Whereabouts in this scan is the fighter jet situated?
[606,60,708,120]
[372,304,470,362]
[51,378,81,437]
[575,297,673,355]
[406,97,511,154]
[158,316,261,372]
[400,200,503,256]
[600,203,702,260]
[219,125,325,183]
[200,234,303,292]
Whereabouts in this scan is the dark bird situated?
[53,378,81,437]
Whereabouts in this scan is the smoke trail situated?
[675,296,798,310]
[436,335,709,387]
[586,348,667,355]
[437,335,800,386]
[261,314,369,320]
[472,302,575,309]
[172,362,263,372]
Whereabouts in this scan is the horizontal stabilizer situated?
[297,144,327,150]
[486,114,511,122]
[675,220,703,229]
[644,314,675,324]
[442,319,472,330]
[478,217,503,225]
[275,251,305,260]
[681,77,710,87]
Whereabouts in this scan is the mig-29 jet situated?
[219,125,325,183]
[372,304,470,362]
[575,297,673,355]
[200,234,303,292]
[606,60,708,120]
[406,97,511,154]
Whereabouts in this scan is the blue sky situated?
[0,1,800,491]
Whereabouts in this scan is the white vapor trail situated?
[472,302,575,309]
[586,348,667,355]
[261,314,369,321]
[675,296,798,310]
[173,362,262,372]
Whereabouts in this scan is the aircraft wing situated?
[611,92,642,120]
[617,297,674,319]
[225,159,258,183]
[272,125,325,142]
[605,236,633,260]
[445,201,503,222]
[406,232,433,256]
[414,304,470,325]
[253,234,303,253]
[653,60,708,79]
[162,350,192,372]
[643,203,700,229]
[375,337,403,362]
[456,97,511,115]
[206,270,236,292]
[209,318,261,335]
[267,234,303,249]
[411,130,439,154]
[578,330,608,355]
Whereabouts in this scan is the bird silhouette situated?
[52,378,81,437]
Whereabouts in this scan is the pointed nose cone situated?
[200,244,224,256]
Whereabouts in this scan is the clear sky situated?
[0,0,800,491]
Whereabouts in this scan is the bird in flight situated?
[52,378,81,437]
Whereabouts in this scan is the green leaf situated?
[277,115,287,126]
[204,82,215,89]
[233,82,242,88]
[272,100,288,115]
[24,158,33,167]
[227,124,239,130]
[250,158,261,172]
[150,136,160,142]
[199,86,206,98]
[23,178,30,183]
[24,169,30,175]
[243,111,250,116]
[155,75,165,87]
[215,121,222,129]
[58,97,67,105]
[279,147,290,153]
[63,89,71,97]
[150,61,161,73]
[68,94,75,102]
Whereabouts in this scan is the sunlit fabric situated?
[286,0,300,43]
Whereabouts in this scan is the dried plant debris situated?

● **Problem to solve**: Copy the whole listing above line for line, keeping every character unchanged.

● **Solution for this problem**:
Whereabouts in this scan is the fighter jet situated?
[606,60,708,120]
[372,304,470,362]
[51,378,81,437]
[575,297,673,355]
[406,97,511,154]
[158,316,261,372]
[400,200,503,256]
[600,203,702,260]
[219,125,325,183]
[200,234,303,292]
Whereabouts in this scan is the dark bird situated?
[53,378,81,437]
Whereabouts in this scan is the smoke trail situated?
[675,296,798,310]
[436,335,709,387]
[586,348,667,355]
[437,335,800,386]
[261,314,369,320]
[472,302,575,309]
[172,362,263,372]
Whereabouts in this scan is the horizontal stabilizer situated?
[297,144,327,150]
[486,114,511,122]
[675,220,703,229]
[644,314,675,324]
[442,319,472,330]
[478,217,503,225]
[275,251,305,260]
[681,77,710,87]
Whereabouts in this scan is the mig-29 jet situated?
[219,125,325,183]
[372,304,470,362]
[575,297,673,355]
[200,234,303,292]
[606,60,708,120]
[406,97,511,154]
Whereabouts in this scan is the blue sky situated?
[0,1,800,491]
Whereabouts in this scan is the white vapor trail situated?
[472,302,575,309]
[586,348,667,355]
[261,314,369,321]
[675,296,798,310]
[173,362,262,372]
Whereabouts in this scan is the aircraft wing situated?
[611,92,642,120]
[617,297,674,319]
[225,159,258,183]
[272,125,325,142]
[605,236,633,260]
[445,201,503,222]
[406,232,433,256]
[414,304,470,325]
[253,234,303,253]
[653,60,708,79]
[162,350,192,372]
[643,203,700,229]
[375,337,403,362]
[456,97,511,115]
[206,270,236,292]
[209,318,261,335]
[267,234,303,249]
[411,130,439,154]
[578,330,608,355]
Whereabouts in this scan is the bird silhouette situated?
[52,378,81,437]
Whereabouts in this scan is the pointed nose cone situated?
[200,244,224,256]
Whereabouts in this scan is the clear sky situated?
[0,0,800,491]
Whereabouts in this scan is the bird in flight situated?
[52,378,81,437]
Whereabouts in this scan is the green leaf situated?
[277,115,287,126]
[204,82,215,89]
[233,82,242,88]
[272,100,288,115]
[24,158,33,167]
[227,124,239,130]
[250,158,261,172]
[150,136,160,142]
[199,86,206,98]
[23,178,30,183]
[24,169,30,175]
[243,111,250,116]
[155,75,165,87]
[215,121,222,129]
[58,97,67,105]
[279,147,290,153]
[63,89,71,97]
[150,61,161,73]
[68,94,75,102]
Whereabouts in this scan is the sunlit fabric situated?
[286,0,300,43]
Whereabouts in this scan is the dried plant debris situated?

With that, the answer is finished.